### Given data
*-*-*

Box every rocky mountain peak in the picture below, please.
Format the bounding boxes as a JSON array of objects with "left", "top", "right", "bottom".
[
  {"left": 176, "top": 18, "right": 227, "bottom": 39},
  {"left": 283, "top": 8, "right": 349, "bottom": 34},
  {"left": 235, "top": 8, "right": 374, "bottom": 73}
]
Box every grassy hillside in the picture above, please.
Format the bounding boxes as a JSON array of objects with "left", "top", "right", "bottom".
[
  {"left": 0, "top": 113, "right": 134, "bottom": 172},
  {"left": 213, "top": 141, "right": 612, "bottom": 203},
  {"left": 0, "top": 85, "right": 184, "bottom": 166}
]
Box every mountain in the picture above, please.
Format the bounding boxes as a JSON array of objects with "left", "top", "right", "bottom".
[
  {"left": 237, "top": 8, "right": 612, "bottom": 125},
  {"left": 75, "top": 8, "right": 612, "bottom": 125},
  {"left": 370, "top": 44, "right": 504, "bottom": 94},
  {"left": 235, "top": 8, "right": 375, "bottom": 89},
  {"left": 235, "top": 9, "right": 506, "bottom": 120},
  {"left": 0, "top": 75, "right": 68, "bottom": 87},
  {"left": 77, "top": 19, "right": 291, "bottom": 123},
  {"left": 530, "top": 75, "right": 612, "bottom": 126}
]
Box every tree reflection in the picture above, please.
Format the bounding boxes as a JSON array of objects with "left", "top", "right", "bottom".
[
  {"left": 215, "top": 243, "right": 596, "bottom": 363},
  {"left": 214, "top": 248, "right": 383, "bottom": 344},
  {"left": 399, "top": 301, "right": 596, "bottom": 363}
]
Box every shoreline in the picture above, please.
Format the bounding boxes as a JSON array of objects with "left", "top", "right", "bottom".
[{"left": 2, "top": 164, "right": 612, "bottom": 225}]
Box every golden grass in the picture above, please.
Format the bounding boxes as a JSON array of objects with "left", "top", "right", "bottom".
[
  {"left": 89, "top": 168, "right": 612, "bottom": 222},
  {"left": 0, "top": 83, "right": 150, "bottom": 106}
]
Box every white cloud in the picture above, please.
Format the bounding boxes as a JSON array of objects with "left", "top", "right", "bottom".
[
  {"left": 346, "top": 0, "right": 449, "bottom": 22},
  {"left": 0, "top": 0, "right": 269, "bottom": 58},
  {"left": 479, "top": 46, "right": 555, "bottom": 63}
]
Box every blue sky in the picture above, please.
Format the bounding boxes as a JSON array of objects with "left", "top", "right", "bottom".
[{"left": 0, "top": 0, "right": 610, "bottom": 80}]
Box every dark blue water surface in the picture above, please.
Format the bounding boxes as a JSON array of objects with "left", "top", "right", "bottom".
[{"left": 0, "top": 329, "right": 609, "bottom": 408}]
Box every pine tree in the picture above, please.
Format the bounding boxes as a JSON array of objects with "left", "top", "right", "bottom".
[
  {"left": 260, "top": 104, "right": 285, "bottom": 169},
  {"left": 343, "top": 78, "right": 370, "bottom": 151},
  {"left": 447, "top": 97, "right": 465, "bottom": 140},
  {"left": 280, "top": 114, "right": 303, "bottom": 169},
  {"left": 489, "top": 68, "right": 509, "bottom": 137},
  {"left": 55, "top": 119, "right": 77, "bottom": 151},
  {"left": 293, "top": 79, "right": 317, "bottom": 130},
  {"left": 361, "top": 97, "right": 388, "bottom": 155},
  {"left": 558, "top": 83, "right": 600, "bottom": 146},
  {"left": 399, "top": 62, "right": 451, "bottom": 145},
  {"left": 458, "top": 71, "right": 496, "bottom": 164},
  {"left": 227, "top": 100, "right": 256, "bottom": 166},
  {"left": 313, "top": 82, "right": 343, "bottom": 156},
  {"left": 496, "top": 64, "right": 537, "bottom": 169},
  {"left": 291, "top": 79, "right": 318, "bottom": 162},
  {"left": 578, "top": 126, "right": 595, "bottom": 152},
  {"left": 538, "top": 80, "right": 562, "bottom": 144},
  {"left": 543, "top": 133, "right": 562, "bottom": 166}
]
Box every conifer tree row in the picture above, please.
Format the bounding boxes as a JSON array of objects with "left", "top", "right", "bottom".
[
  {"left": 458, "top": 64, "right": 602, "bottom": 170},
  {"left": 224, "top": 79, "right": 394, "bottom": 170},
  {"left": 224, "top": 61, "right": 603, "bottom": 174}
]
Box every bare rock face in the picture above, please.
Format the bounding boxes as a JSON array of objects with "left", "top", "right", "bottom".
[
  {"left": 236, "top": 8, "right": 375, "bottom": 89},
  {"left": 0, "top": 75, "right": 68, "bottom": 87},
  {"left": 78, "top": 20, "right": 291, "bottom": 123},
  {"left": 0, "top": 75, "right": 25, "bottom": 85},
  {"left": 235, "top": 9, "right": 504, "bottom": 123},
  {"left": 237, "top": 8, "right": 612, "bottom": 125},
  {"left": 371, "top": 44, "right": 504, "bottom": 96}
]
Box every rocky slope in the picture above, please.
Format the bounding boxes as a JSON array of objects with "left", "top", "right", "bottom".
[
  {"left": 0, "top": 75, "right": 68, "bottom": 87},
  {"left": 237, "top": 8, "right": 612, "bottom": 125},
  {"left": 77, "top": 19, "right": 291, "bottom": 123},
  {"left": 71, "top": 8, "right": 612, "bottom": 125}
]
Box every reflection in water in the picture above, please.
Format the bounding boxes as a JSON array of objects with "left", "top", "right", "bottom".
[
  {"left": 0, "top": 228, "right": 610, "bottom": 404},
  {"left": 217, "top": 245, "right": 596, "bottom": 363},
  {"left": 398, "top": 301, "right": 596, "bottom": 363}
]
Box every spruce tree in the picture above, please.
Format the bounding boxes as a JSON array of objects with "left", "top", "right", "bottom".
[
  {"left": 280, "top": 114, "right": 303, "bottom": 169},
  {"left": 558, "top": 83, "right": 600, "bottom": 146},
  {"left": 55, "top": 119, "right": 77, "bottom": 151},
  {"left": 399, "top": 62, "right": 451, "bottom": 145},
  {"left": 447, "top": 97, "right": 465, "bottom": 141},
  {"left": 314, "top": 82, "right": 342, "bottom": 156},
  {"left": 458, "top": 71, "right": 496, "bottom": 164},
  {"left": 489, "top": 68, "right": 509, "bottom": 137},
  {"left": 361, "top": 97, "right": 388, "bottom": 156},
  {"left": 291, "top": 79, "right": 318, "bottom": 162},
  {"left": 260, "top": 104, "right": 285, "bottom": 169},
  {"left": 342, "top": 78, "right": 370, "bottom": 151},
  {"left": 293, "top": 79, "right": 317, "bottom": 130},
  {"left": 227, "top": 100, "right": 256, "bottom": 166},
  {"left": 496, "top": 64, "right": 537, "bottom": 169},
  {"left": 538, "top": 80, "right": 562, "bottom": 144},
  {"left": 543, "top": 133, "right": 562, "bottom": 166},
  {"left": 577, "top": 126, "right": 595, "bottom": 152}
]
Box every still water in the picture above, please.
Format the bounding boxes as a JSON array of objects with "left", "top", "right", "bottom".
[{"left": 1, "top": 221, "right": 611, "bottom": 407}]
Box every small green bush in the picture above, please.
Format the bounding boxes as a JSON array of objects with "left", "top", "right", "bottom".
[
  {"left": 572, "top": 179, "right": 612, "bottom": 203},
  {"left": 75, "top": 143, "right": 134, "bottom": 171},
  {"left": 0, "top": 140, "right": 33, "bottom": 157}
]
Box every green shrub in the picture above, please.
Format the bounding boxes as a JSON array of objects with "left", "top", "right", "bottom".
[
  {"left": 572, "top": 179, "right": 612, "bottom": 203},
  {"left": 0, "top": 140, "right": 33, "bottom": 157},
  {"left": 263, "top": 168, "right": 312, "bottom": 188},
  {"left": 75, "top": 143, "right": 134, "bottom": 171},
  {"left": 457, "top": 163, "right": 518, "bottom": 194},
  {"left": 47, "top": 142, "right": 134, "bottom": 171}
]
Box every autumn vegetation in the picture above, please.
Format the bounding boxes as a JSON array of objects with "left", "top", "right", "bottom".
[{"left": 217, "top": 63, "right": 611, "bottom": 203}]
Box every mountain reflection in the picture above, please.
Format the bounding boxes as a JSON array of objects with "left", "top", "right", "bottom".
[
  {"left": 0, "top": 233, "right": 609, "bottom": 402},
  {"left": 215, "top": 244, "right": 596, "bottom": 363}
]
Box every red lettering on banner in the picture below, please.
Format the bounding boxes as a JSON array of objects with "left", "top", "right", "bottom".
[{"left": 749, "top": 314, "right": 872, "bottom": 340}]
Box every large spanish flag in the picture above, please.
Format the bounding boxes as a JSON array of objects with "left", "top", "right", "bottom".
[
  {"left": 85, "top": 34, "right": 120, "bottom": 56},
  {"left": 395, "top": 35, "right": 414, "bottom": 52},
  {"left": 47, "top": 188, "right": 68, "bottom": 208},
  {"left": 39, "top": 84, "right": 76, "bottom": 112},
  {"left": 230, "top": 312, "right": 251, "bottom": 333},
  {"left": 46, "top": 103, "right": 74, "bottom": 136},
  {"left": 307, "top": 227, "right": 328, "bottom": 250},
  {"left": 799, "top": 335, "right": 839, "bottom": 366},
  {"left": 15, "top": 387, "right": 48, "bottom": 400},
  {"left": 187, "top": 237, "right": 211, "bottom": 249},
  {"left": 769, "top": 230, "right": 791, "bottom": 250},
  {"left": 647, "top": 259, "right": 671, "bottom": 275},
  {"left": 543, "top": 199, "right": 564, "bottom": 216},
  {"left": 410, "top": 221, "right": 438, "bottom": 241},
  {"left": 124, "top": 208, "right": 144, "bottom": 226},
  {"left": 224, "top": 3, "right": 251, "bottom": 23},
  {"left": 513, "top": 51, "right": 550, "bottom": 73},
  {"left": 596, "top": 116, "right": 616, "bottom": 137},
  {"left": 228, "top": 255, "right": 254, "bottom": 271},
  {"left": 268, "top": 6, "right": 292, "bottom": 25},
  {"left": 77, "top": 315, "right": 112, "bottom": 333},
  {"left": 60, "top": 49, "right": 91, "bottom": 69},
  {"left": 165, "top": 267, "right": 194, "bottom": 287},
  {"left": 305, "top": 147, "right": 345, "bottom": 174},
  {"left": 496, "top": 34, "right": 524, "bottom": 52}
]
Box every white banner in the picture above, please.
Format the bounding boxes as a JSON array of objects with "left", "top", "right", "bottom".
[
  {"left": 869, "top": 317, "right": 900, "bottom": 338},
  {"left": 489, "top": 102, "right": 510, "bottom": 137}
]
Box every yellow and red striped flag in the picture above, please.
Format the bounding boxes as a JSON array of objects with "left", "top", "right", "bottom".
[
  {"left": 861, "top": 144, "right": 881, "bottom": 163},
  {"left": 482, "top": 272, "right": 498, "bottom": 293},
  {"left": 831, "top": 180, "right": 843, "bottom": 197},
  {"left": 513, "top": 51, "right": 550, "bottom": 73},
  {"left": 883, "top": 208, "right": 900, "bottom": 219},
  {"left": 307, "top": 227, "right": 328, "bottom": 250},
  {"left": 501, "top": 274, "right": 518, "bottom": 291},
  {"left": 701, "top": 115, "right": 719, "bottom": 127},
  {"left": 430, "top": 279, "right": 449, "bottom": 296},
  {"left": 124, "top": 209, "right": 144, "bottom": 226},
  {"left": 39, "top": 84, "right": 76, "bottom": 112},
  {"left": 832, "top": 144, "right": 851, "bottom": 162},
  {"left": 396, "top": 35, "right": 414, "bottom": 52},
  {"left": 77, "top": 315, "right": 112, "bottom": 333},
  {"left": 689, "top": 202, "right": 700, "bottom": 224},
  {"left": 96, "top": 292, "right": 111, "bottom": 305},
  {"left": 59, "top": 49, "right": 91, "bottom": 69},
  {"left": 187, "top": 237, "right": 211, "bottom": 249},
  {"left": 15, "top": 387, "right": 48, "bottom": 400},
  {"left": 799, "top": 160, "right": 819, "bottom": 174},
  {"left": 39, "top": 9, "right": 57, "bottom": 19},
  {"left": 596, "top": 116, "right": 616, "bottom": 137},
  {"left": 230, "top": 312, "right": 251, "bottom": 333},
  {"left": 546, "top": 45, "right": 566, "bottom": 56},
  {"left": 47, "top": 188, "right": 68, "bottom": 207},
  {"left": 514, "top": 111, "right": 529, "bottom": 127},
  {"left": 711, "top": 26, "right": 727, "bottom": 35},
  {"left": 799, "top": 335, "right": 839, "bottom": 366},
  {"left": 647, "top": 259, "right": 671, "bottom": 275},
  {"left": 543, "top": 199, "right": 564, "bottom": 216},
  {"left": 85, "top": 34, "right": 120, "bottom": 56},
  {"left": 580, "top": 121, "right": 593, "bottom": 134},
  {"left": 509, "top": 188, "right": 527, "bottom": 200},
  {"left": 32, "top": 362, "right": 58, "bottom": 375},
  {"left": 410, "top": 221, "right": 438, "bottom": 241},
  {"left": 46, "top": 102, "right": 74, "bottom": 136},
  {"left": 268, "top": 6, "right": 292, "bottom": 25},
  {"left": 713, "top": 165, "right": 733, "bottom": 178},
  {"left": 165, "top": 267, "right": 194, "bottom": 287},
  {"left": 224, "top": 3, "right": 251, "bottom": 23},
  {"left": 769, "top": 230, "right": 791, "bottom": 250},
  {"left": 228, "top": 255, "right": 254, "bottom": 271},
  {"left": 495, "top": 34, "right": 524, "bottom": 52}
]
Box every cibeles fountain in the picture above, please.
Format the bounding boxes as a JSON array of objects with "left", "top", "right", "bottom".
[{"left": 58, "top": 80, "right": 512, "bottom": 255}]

*-*-*

### What is being asked
Which lines run from the one holding "Box every conifer" through the one holding "Box every spruce" in the records above? Repeat them exactly, both included, and nothing more.

### Task solution
Box every conifer tree row in the picture above, please.
Format the bounding boxes as a JSON array of objects with "left", "top", "right", "bottom".
[
  {"left": 458, "top": 64, "right": 602, "bottom": 170},
  {"left": 224, "top": 79, "right": 394, "bottom": 170},
  {"left": 224, "top": 61, "right": 603, "bottom": 174}
]
Box every bare rock face in the picture above, please.
Format the bounding boxes as a JSON array of objects with "left", "top", "right", "bottom".
[
  {"left": 236, "top": 8, "right": 375, "bottom": 89},
  {"left": 0, "top": 75, "right": 68, "bottom": 87},
  {"left": 78, "top": 20, "right": 291, "bottom": 123},
  {"left": 0, "top": 75, "right": 25, "bottom": 85},
  {"left": 235, "top": 9, "right": 504, "bottom": 123},
  {"left": 237, "top": 8, "right": 612, "bottom": 125},
  {"left": 371, "top": 44, "right": 504, "bottom": 96}
]
Box every rocky slope in the picture above, please.
Format the bounding boxes as a JSON array of objects with "left", "top", "right", "bottom".
[
  {"left": 0, "top": 75, "right": 68, "bottom": 87},
  {"left": 237, "top": 8, "right": 612, "bottom": 125},
  {"left": 77, "top": 19, "right": 291, "bottom": 123},
  {"left": 71, "top": 8, "right": 612, "bottom": 125}
]
Box every reflection in water in the picture above, please.
Format the bounding boxes as a JSON array of objects with "left", "top", "right", "bottom".
[
  {"left": 0, "top": 228, "right": 610, "bottom": 404},
  {"left": 217, "top": 245, "right": 596, "bottom": 363},
  {"left": 398, "top": 301, "right": 596, "bottom": 363}
]
Box every spruce tree in the picture above, please.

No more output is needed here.